(Saved entries)
_ _ _ _ _ _ _

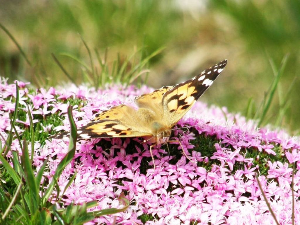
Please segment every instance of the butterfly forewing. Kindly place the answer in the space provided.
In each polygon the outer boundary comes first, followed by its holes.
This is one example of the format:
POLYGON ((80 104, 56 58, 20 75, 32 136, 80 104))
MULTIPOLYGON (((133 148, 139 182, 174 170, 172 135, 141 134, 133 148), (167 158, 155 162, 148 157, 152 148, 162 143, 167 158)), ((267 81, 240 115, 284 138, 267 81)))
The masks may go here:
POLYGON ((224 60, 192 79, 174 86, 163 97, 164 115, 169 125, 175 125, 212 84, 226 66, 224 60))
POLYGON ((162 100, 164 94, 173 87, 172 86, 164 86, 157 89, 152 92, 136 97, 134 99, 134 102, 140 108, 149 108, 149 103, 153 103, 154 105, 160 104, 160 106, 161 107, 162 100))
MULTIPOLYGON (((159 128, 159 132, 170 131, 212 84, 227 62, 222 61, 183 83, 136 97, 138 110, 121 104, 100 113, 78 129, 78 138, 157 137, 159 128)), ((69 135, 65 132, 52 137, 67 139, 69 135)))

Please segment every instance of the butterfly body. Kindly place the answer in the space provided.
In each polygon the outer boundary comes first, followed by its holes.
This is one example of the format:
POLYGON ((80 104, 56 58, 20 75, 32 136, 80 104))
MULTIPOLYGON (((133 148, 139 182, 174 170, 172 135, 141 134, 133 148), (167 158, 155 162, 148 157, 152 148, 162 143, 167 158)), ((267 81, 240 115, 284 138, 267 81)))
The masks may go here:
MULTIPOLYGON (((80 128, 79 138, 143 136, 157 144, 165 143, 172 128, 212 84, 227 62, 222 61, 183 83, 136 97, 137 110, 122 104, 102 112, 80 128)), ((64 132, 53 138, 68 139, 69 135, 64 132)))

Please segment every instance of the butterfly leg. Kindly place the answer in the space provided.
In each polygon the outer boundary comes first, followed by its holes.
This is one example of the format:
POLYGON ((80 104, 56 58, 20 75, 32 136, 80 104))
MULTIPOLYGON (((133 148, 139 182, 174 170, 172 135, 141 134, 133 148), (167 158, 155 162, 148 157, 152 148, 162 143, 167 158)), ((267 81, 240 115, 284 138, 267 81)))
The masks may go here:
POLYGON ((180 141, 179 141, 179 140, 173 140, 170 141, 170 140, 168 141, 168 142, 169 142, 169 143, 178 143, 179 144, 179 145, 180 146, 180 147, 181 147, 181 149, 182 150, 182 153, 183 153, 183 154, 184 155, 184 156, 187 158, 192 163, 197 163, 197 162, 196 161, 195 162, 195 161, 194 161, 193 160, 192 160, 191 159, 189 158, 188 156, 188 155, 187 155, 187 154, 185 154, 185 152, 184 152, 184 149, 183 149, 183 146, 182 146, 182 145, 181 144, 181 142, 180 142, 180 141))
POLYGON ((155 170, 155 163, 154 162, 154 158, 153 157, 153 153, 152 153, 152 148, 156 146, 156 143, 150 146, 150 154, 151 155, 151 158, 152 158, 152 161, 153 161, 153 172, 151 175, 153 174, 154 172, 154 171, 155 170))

_ _ _ _ _ _ _

§ INSTRUCTIONS TO FOLLOW: Can you rewrite the lines of the entries starting at "Please segment every instance of the butterfly body." and ending at "MULTIPOLYGON (((80 128, 79" as a numbered list, with blank lines omitted?

§ OUTPUT FOR THIS EXERCISE:
1. Please segment every instance of the butterfly body. Kindly place the answer in the space provided.
2. In each polygon the outer boundary comes first, followed by its holes.
3. This is one example of the format:
4. POLYGON ((80 104, 56 58, 20 75, 32 136, 80 104))
5. MULTIPOLYGON (((133 148, 139 182, 174 170, 172 135, 141 134, 133 148), (167 158, 155 162, 148 157, 152 148, 162 143, 167 158)), ((267 81, 240 115, 284 138, 267 81)))
6. The masks may go here:
7. MULTIPOLYGON (((80 128, 79 138, 143 136, 157 144, 165 143, 172 128, 212 84, 227 62, 222 61, 183 83, 136 97, 137 110, 122 104, 102 112, 80 128)), ((64 132, 53 138, 68 139, 69 135, 64 132)))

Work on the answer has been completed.